TEXT PASSAGE
** start **

I think that this part of the IAB presentation was mainly to make people 
aware of the issues. The IAB presentation did not contain any 
conclusions on this issue, neither in terms of actual directions for 
solutions nor even in terms of "specs have to address this".

> The observation is that there are many ways in which names can be formed for which there is NO visible distinction between what are separate unicode encodings.
> The main way I think of addressing these are:
>   1.  Visual validation of URIs and IRIs is basically *NOT EFFECTIVE*
 > and that user agents *SHOULD NOT USE* visual validation
 > as the primary way of preventing spoofing.

I'm not exactly sure what you mean by "visual validation". Isn't this 
something the user does, rather than the user agent?

 > Other methods for protecting against phishing *MUST* be used.
 > I think we can point to some of the techniques that browsers currently
 > already deploy as alternatives, without making them normative.

There are activities carried out with IRIs where it's absolutely 
inappropriate to require some protection against phishing. So the above 
MUST has to at least be carefully contained.

** end **

ROWS

** start **

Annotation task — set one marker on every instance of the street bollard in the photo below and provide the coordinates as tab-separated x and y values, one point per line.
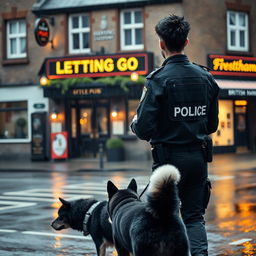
101	155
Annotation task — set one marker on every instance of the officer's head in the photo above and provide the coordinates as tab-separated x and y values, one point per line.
173	32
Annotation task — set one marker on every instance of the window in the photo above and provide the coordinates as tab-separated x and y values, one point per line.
79	34
13	120
132	30
224	136
237	28
16	39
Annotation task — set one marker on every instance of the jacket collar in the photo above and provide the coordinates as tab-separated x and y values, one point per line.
175	59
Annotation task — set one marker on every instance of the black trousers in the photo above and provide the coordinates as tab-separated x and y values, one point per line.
194	193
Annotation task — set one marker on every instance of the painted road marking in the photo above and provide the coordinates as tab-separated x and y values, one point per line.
216	177
55	235
14	204
8	230
45	234
50	194
241	241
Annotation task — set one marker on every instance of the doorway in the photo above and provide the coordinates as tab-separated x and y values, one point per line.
241	138
90	126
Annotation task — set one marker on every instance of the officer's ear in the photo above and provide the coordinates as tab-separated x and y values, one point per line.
186	43
162	44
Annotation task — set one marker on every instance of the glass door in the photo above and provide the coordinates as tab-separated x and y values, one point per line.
93	128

** end **

PROBLEM A
In the passage on IRI spoofing, what did the IAB presentation not contain?
PROBLEM B
List every word or phrase set between asterisks in the passage on IRI spoofing.
PROBLEM C
Please extract the passage on IRI spoofing from "I think that" up to and including "the user agent?".

TASK OUTPUT A
It contained no conclusions on the issue, neither directions for solutions nor even "specs have to address this".

TASK OUTPUT B
NOT EFFECTIVE
SHOULD NOT USE
MUST

TASK OUTPUT C
I think that this part of the IAB presentation was mainly to make people 
aware of the issues. The IAB presentation did not contain any 
conclusions on this issue, neither in terms of actual directions for 
solutions nor even in terms of "specs have to address this".

> The observation is that there are many ways in which names can be formed for which there is NO visible distinction between what are separate unicode encodings.
> The main way I think of addressing these are:
>   1.  Visual validation of URIs and IRIs is basically *NOT EFFECTIVE*
 > and that user agents *SHOULD NOT USE* visual validation
 > as the primary way of preventing spoofing.

I'm not exactly sure what you mean by "visual validation". Isn't this 
something the user does, rather than the user agent?